▸ Problem statement: If a line in the listing below contains "panda", return that line.

▸ Exercise materials:
+ + + + + + +

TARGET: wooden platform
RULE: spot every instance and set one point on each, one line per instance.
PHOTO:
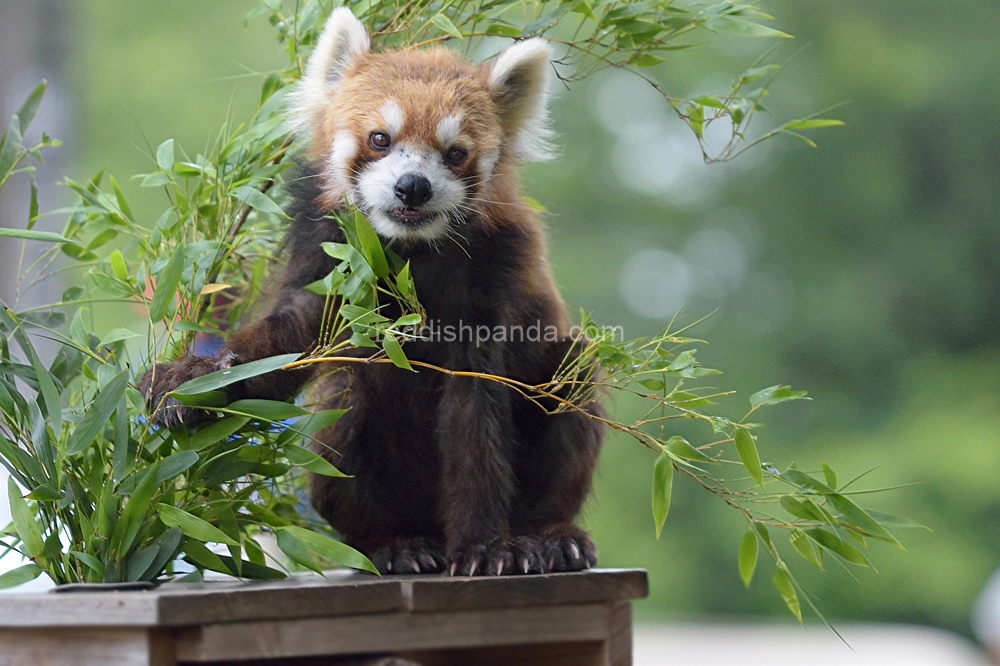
(577, 619)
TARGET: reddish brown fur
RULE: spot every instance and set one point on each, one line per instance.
(446, 471)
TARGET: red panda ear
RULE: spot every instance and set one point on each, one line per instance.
(519, 82)
(343, 40)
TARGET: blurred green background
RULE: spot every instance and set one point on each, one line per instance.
(866, 272)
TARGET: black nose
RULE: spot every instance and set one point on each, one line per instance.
(413, 190)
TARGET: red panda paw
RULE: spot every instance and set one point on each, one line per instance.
(409, 555)
(165, 410)
(572, 552)
(521, 556)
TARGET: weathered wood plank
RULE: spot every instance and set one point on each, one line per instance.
(305, 597)
(393, 632)
(585, 587)
(84, 647)
(313, 596)
(590, 653)
(619, 643)
(201, 603)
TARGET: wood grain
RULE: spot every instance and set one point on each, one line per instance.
(84, 647)
(200, 603)
(598, 585)
(393, 632)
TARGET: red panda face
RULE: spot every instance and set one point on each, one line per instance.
(416, 139)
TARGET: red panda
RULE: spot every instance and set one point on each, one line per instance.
(449, 474)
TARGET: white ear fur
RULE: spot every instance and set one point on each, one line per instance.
(344, 39)
(519, 80)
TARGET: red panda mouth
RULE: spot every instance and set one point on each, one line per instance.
(409, 216)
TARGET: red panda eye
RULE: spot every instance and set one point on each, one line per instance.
(456, 155)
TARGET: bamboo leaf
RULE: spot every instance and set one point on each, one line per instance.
(775, 394)
(193, 526)
(30, 106)
(222, 378)
(371, 246)
(748, 454)
(165, 155)
(395, 352)
(783, 584)
(20, 575)
(257, 200)
(329, 549)
(98, 414)
(748, 557)
(30, 234)
(682, 448)
(445, 25)
(313, 462)
(25, 525)
(663, 480)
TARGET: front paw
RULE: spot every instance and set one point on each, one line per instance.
(166, 410)
(569, 552)
(522, 555)
(409, 555)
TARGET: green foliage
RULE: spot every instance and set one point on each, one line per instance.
(110, 499)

+ + + + + + +

▸ Result for this exercise:
TARGET: red panda ear
TARGET: red panda paw
TARGET: red panda face
TARGET: red panda
TARGET: red panda mouth
TARGET: red panda eye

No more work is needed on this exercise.